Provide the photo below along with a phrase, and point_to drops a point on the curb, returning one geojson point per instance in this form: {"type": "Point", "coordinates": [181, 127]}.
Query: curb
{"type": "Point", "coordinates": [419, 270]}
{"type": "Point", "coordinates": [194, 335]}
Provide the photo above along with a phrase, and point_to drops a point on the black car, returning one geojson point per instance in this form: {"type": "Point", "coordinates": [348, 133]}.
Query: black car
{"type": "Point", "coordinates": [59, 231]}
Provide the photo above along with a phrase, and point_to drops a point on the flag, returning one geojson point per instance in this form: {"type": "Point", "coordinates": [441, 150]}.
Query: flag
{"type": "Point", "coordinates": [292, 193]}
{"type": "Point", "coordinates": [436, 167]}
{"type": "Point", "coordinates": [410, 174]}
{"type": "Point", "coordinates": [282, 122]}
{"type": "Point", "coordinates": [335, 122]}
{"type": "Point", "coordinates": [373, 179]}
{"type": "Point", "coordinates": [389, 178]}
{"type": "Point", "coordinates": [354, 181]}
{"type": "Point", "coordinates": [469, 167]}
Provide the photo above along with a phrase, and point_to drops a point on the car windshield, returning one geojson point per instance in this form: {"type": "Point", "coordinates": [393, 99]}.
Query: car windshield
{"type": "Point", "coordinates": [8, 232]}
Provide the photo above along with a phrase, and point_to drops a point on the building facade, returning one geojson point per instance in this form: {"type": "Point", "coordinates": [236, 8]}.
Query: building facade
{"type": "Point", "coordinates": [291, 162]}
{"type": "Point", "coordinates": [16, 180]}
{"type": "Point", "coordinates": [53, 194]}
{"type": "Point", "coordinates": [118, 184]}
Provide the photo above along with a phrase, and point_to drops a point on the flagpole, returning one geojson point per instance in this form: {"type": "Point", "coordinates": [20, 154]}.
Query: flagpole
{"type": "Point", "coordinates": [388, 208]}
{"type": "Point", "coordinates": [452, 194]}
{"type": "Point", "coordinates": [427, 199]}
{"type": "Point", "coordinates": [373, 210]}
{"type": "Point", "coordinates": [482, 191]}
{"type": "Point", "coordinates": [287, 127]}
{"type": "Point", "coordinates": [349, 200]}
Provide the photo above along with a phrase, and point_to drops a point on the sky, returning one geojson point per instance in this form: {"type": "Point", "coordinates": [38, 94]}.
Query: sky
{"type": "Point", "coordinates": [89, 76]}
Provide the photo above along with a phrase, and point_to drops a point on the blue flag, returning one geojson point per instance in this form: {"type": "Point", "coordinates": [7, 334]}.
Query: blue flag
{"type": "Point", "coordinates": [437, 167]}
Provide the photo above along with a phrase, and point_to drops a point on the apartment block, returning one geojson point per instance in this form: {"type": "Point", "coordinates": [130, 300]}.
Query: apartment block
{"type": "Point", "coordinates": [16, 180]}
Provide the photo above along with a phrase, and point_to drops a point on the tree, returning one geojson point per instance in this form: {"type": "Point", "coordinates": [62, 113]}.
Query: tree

_ _ _ _ _

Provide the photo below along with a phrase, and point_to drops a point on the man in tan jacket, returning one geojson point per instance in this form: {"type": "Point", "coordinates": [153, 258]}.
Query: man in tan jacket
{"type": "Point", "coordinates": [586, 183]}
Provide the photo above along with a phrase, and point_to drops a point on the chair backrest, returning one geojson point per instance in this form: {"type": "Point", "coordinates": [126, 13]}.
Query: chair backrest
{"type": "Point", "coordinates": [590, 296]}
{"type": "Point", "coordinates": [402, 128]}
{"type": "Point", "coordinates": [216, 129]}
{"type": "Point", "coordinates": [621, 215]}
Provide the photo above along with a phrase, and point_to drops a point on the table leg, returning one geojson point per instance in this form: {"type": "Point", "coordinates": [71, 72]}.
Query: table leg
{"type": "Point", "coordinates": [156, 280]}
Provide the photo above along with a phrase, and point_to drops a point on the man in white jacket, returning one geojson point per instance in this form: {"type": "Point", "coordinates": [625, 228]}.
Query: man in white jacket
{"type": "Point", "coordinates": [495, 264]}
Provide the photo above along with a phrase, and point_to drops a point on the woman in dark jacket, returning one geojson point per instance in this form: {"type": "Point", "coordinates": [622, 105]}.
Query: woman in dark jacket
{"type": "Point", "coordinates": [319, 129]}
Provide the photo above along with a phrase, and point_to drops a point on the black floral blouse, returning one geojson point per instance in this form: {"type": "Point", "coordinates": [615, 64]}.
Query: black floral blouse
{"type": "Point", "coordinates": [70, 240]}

_ _ _ _ _

* **Prompt**: Copy out the data in the part that opens with the line containing "the sky, returning" and closes with the line containing "Query: tree", both ends included, and nothing else. Multiply every coordinate in the answer points by 0.8 and round to whole numbers, with halves rounded up. Leave every other number unchanged.

* **Solution to the exercise**:
Provide the photo above along with a phrase, and point_to drops a point on the sky, returning one geojson point per instance in this form: {"type": "Point", "coordinates": [38, 94]}.
Query: sky
{"type": "Point", "coordinates": [71, 61]}
Provide the photo above along with a phrase, and point_to drops a point on the blue flag, returning one geojson point per instance in this form: {"type": "Point", "coordinates": [7, 334]}.
Query: blue flag
{"type": "Point", "coordinates": [350, 134]}
Provide the photo above along with a phrase, and point_to drops a point on the apartment block, returning one geojson point per instance in this form: {"type": "Point", "coordinates": [130, 300]}.
Query: apartment block
{"type": "Point", "coordinates": [13, 144]}
Provide the photo above along with a phrase, and point_to drops a point on the tree, returning one geojson point per instance in this form: {"type": "Point", "coordinates": [62, 113]}.
Query: tree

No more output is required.